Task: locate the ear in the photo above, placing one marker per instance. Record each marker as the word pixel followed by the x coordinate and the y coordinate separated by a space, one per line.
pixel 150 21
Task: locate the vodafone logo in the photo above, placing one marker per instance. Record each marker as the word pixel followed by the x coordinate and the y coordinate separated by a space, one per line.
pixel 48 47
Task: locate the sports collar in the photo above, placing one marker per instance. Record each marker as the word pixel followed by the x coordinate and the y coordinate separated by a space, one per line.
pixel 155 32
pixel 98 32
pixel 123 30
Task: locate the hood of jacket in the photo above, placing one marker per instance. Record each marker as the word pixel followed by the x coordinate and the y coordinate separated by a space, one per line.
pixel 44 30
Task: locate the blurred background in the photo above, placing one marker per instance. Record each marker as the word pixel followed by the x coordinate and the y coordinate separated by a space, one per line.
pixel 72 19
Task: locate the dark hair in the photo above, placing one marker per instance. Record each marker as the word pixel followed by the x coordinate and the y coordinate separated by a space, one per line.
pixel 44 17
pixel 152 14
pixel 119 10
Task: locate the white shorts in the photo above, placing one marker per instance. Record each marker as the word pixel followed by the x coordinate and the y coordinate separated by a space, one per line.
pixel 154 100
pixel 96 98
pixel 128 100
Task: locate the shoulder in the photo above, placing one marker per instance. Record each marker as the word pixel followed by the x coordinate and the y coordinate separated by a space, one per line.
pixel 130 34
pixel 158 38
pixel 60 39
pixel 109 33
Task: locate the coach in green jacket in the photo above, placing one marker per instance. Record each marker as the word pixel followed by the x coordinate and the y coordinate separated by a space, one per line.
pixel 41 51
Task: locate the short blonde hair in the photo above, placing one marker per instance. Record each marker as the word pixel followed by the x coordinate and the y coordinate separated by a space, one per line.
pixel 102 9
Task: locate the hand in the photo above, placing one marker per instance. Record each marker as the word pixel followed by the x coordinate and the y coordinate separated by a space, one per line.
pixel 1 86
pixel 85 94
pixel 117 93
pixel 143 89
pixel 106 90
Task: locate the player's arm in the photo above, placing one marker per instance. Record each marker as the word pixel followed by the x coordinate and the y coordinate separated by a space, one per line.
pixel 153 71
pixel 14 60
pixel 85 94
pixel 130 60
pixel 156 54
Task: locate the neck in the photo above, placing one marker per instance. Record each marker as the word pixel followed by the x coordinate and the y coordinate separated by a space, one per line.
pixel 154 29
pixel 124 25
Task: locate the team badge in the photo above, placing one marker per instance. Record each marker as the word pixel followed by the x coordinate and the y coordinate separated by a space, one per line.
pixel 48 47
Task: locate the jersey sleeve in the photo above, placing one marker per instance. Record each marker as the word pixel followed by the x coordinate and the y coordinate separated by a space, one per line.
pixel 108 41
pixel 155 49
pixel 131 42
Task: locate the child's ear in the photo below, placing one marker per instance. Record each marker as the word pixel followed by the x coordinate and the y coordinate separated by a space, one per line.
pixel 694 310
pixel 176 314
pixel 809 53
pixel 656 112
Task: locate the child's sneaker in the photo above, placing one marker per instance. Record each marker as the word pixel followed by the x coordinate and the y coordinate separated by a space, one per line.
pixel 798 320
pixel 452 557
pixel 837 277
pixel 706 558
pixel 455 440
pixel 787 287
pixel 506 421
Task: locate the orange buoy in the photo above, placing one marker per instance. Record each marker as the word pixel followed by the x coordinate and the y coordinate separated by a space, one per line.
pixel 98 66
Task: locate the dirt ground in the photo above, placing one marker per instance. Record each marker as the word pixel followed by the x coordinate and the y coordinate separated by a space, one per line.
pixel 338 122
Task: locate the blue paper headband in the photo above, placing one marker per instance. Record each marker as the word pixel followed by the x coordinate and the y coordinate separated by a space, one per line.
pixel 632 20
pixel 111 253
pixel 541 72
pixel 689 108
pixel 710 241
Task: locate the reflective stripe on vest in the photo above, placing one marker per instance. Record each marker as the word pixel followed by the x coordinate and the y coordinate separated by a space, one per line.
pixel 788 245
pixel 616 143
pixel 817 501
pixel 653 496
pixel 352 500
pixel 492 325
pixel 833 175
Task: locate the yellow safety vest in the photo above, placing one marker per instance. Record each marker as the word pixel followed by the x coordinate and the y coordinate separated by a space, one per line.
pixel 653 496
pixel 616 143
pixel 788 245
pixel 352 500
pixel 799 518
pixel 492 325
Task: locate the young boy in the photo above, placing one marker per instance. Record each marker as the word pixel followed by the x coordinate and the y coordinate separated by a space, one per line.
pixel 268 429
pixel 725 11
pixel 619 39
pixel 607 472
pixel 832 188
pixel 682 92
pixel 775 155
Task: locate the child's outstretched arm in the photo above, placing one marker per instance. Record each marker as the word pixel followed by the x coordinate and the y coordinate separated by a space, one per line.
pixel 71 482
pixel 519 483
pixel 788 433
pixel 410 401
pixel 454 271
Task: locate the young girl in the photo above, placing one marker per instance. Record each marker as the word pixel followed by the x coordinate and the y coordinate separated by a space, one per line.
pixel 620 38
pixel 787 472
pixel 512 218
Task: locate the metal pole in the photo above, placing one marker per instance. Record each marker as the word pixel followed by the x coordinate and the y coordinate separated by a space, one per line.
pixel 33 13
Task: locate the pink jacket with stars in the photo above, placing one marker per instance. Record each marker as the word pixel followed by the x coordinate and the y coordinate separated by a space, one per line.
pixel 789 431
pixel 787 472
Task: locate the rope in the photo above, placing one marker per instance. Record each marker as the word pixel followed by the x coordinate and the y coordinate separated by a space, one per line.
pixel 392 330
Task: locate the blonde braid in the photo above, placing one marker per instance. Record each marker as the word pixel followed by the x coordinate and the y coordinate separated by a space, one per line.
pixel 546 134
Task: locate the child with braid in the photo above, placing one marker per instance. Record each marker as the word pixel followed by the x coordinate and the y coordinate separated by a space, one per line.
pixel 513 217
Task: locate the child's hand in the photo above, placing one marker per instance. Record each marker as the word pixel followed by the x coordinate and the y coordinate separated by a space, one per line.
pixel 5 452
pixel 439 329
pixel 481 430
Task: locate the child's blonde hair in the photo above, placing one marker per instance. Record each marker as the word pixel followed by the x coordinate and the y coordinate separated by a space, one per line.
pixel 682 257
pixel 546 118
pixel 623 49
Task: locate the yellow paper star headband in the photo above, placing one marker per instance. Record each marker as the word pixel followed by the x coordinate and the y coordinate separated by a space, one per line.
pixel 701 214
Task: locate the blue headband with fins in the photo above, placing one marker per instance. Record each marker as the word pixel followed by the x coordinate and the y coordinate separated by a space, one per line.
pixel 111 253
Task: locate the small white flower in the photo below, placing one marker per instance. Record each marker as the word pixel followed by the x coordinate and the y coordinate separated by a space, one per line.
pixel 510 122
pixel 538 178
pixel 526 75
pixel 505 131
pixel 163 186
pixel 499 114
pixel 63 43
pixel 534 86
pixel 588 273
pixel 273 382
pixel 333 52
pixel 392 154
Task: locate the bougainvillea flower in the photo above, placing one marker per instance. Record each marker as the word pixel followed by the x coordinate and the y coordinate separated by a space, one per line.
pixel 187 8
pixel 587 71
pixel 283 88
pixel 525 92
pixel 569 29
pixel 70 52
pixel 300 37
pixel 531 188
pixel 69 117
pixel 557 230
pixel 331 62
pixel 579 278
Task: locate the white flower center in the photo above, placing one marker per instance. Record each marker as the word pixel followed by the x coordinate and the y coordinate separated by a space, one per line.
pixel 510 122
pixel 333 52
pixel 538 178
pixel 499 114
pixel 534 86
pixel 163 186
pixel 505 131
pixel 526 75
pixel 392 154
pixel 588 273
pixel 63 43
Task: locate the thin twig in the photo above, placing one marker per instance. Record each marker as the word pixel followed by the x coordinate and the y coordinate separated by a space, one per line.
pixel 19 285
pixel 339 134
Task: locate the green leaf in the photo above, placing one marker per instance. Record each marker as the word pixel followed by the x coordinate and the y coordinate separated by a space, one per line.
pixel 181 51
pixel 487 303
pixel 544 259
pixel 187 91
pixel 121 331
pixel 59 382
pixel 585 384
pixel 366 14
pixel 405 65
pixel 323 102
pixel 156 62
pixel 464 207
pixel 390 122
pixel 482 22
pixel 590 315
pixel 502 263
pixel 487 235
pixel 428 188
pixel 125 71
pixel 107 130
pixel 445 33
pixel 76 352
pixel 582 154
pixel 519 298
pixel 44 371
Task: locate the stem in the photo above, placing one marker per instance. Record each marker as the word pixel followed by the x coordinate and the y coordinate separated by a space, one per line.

WRITTEN INSTRUCTION: Please render the data above, starting at the beginning and ending at the line containing "pixel 119 10", as a two-column CSV with the header row task,answer. Give one row per pair, putting the wording in the task column and its answer in the answer column, each as one quoted field with line breaks turned into spaces.

FINISHED EXERCISE:
task,answer
"Task: locate the ear in the photo above, placing one marker per instance. Record each marker as the word pixel followed by the x coordinate and the y coordinate separated by a space, one per line.","pixel 150 21"
"Task: locate the vodafone logo in the photo above, placing one marker per instance. Record each marker as the word pixel followed by the x coordinate and the y coordinate separated by a space, one per line.","pixel 48 47"
"Task: locate the sports collar in the photo above, placing one marker per instance. Record each marker as the word pixel followed by the x coordinate and the y coordinate separated by a space, one per line.","pixel 155 32 pixel 98 32 pixel 123 30"
"Task: locate the hood of jacket in the photo above, placing one marker per instance. Record each marker as the word pixel followed by the x coordinate and the y coordinate separated by a space, one per line.","pixel 44 30"
"Task: locate the blurred background in the photo above, placing one marker per instance. Record each marker as the word pixel followed by the x coordinate and the y coordinate separated by a space, one per line.","pixel 72 19"
"Task: locate the dark hair in the photo above, placing one marker per instance. Record each marker as the word pixel followed by the x coordinate and the y coordinate separated by a space, one per line.","pixel 44 17 pixel 152 14 pixel 119 10"